### MATERIAL SHOWN
....................

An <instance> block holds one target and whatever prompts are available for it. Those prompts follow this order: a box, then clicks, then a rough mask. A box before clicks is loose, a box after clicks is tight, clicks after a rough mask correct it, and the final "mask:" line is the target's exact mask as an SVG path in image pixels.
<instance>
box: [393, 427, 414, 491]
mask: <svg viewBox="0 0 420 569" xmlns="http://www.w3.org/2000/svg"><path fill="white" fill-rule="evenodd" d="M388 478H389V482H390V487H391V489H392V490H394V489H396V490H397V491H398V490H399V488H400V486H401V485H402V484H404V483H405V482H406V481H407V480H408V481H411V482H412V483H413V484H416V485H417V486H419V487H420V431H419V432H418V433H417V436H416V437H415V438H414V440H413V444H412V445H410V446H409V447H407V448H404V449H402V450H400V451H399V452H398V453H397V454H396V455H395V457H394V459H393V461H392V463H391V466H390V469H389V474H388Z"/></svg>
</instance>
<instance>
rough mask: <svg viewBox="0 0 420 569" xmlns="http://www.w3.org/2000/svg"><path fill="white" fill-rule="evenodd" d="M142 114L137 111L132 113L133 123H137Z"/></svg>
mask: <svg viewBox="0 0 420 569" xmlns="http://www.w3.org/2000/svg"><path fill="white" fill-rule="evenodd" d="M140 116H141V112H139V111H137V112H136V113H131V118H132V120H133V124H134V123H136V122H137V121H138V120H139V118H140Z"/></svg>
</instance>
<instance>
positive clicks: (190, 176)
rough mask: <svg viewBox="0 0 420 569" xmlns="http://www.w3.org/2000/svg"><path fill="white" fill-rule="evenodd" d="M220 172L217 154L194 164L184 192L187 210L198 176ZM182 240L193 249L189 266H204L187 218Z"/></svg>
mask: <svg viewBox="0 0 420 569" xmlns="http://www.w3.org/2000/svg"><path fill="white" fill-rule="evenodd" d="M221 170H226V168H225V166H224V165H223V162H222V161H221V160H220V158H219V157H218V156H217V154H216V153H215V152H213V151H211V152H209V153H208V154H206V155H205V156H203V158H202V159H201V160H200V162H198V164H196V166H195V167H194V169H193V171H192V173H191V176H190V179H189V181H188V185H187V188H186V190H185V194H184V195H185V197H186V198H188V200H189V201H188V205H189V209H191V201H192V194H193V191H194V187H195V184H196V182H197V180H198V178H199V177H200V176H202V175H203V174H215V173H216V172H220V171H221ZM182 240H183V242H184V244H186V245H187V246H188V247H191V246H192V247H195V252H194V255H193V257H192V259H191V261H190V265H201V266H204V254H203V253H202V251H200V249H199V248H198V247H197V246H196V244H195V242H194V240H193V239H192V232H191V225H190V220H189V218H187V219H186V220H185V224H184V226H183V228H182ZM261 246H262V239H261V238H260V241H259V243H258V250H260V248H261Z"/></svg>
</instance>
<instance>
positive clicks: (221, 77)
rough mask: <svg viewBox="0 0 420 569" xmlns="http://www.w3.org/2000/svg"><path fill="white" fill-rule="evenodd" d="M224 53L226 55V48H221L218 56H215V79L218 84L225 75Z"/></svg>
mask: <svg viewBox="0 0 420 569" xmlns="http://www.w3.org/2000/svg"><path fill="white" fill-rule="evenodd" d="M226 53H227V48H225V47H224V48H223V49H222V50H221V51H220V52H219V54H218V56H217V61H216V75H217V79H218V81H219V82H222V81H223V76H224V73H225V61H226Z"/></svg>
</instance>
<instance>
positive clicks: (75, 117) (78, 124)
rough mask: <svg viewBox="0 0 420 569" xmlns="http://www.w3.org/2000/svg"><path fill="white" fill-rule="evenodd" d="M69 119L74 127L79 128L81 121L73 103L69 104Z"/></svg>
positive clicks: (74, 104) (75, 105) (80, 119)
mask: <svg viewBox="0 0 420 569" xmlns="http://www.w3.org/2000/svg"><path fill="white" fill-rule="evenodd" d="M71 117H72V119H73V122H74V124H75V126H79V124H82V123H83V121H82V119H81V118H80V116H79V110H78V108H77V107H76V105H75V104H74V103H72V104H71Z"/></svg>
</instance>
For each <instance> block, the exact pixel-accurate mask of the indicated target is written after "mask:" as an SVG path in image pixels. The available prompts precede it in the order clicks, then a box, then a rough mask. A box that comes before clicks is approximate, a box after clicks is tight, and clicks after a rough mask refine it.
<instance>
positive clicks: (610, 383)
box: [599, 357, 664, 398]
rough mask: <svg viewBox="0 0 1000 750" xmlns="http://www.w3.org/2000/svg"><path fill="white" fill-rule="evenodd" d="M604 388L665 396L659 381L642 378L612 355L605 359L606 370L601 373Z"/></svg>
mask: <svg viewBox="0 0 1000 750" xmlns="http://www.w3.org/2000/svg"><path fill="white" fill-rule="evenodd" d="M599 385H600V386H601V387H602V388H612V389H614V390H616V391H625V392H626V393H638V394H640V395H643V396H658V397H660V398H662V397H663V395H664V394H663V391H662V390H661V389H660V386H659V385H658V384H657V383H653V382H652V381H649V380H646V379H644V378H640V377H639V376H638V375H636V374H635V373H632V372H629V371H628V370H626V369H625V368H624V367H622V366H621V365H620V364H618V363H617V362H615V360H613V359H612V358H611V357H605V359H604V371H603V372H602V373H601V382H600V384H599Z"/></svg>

....................

### EXERCISE BRIEF
Reprint every entry exactly.

### SOLUTION TO THE PROBLEM
An <instance> block holds one target and whatever prompts are available for it. Those prompts follow this order: a box, then clicks, then a rough mask. A box before clicks is loose, a box after clicks is tight, clicks after a rough mask correct it, and the final "mask:" line is the target's exact mask as an SVG path in image pixels.
<instance>
box: [393, 427, 414, 491]
mask: <svg viewBox="0 0 420 569" xmlns="http://www.w3.org/2000/svg"><path fill="white" fill-rule="evenodd" d="M388 478H389V482H390V487H391V489H392V490H394V489H396V490H397V491H398V490H399V488H400V486H401V485H402V484H404V483H405V482H406V481H407V480H408V481H411V482H412V483H413V484H416V485H417V486H419V487H420V431H419V432H418V433H417V436H416V437H415V438H414V440H413V444H412V445H410V446H409V447H407V448H404V449H402V450H400V451H399V452H398V453H397V454H396V455H395V457H394V459H393V461H392V463H391V466H390V469H389V474H388Z"/></svg>
</instance>
<instance>
rough mask: <svg viewBox="0 0 420 569" xmlns="http://www.w3.org/2000/svg"><path fill="white" fill-rule="evenodd" d="M142 114L137 111L132 113L133 123H137Z"/></svg>
mask: <svg viewBox="0 0 420 569" xmlns="http://www.w3.org/2000/svg"><path fill="white" fill-rule="evenodd" d="M140 116H141V112H139V111H137V112H136V113H131V118H132V120H133V124H134V123H136V122H137V121H138V120H139V118H140Z"/></svg>
</instance>
<instance>
positive clicks: (190, 176)
rough mask: <svg viewBox="0 0 420 569" xmlns="http://www.w3.org/2000/svg"><path fill="white" fill-rule="evenodd" d="M220 172L217 154L194 164L184 192L187 210L198 176ZM182 240L193 249L189 266H204L187 218Z"/></svg>
mask: <svg viewBox="0 0 420 569" xmlns="http://www.w3.org/2000/svg"><path fill="white" fill-rule="evenodd" d="M221 170H226V168H225V166H224V165H223V162H222V161H221V160H220V158H219V157H218V156H217V154H216V153H215V152H213V151H211V152H209V153H208V154H206V155H205V156H203V158H202V159H201V160H200V162H198V164H196V166H195V167H194V169H193V171H192V173H191V176H190V179H189V181H188V185H187V188H186V190H185V194H184V195H185V197H186V198H188V200H189V201H188V205H189V209H191V201H192V194H193V191H194V187H195V184H196V182H197V180H198V178H199V177H200V176H202V175H203V174H215V173H216V172H220V171H221ZM182 240H183V242H184V244H186V245H187V246H188V247H191V246H192V247H195V252H194V255H193V257H192V259H191V261H190V265H201V266H204V254H203V253H202V251H200V249H199V248H198V247H197V246H196V244H195V242H194V240H193V239H192V232H191V225H190V220H189V218H187V219H186V220H185V224H184V226H183V228H182ZM261 246H262V239H261V238H260V241H259V243H258V250H260V248H261Z"/></svg>
</instance>
<instance>
positive clicks: (221, 77)
rough mask: <svg viewBox="0 0 420 569" xmlns="http://www.w3.org/2000/svg"><path fill="white" fill-rule="evenodd" d="M224 53L226 55V48H221L218 56H215V79L218 84L225 75Z"/></svg>
mask: <svg viewBox="0 0 420 569" xmlns="http://www.w3.org/2000/svg"><path fill="white" fill-rule="evenodd" d="M226 53H227V48H225V47H224V48H223V49H222V50H221V51H220V52H219V54H218V56H217V61H216V75H217V79H218V81H219V82H222V81H223V76H224V73H225V61H226Z"/></svg>
</instance>
<instance>
positive clicks: (75, 117) (78, 124)
rough mask: <svg viewBox="0 0 420 569" xmlns="http://www.w3.org/2000/svg"><path fill="white" fill-rule="evenodd" d="M69 119L74 127L79 128L81 121L73 103L69 104Z"/></svg>
positive clicks: (74, 104) (75, 105) (80, 119)
mask: <svg viewBox="0 0 420 569" xmlns="http://www.w3.org/2000/svg"><path fill="white" fill-rule="evenodd" d="M71 117H72V119H73V122H74V124H75V126H79V124H82V123H83V121H82V119H81V118H80V116H79V110H78V108H77V107H76V105H75V104H74V103H72V104H71Z"/></svg>
</instance>
For each <instance> block, the exact pixel-accurate mask of the indicated target is written after "mask:" as an SVG path in image pixels. The available prompts precede it in the order clicks, then a box, then a rough mask. A box that comes before clicks is approximate, a box after clicks is tight, and clicks after a rough mask refine it.
<instance>
positive clicks: (610, 383)
box: [599, 357, 664, 398]
rough mask: <svg viewBox="0 0 1000 750" xmlns="http://www.w3.org/2000/svg"><path fill="white" fill-rule="evenodd" d="M604 388L665 396L659 381L642 378L612 355L605 359L606 370L601 373Z"/></svg>
mask: <svg viewBox="0 0 1000 750" xmlns="http://www.w3.org/2000/svg"><path fill="white" fill-rule="evenodd" d="M599 385H600V386H601V387H602V388H612V389H614V390H616V391H625V392H626V393H638V394H640V395H643V396H658V397H660V398H662V397H663V395H664V394H663V391H662V390H661V389H660V386H659V385H658V384H657V383H653V382H652V381H649V380H646V379H644V378H640V377H639V376H638V375H636V374H635V373H632V372H629V371H628V370H626V369H625V368H624V367H622V366H621V365H620V364H618V363H617V362H615V360H613V359H612V358H611V357H605V359H604V371H603V372H602V373H601V382H600V384H599Z"/></svg>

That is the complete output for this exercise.